[Objective]
Filter the records below, keeping every line that contains the word "ceiling" and copying each kept line without changes.

[Provided entries]
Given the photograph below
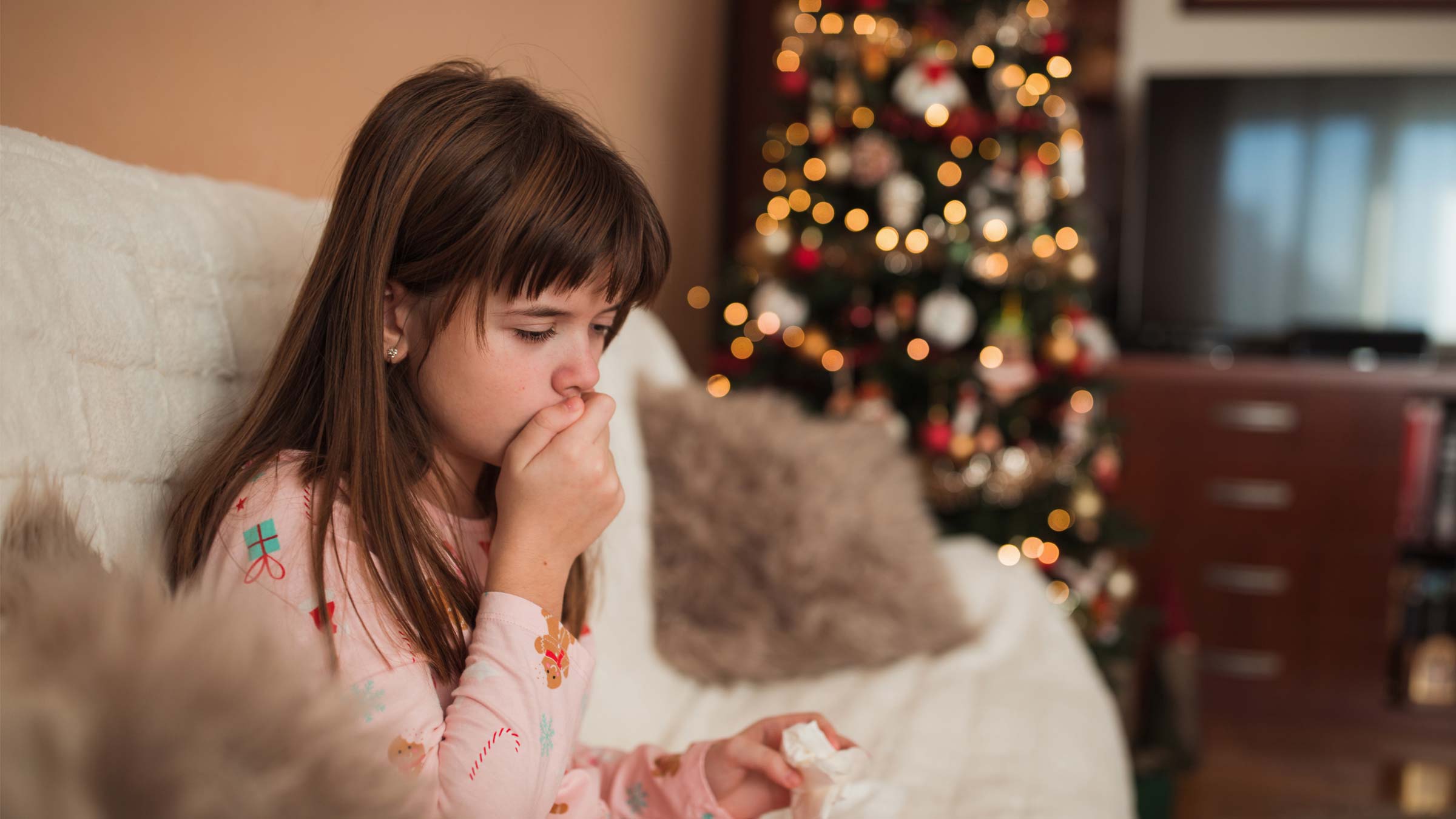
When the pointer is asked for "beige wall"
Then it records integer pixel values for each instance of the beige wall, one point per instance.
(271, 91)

--

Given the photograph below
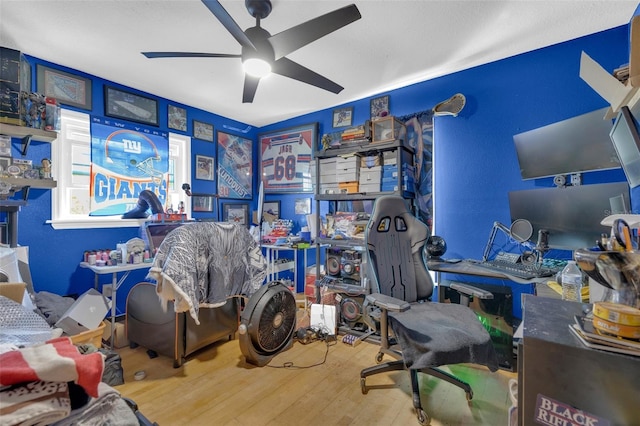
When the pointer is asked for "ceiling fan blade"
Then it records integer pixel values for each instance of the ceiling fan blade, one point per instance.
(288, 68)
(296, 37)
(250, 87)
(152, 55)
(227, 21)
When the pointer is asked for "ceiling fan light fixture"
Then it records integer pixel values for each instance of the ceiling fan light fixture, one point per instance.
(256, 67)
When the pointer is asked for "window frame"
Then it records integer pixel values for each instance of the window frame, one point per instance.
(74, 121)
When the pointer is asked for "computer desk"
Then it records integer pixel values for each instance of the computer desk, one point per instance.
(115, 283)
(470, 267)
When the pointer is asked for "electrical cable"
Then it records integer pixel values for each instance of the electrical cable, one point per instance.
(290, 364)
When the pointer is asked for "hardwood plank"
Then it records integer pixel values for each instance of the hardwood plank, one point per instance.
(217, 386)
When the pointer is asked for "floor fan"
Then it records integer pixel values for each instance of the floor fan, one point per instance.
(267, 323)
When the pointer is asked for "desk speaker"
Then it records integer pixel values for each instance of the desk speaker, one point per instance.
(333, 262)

[Problem solution]
When the pointer is asked for "ceiling fan blade"
Then it records integer pixel values for each instance of the ceiling fan blade, one point per instance.
When the pointer is asked for "ceiling fan light fixture"
Then it records integer pixel values for each instance of the ceiling fan light fixture, one point per instance.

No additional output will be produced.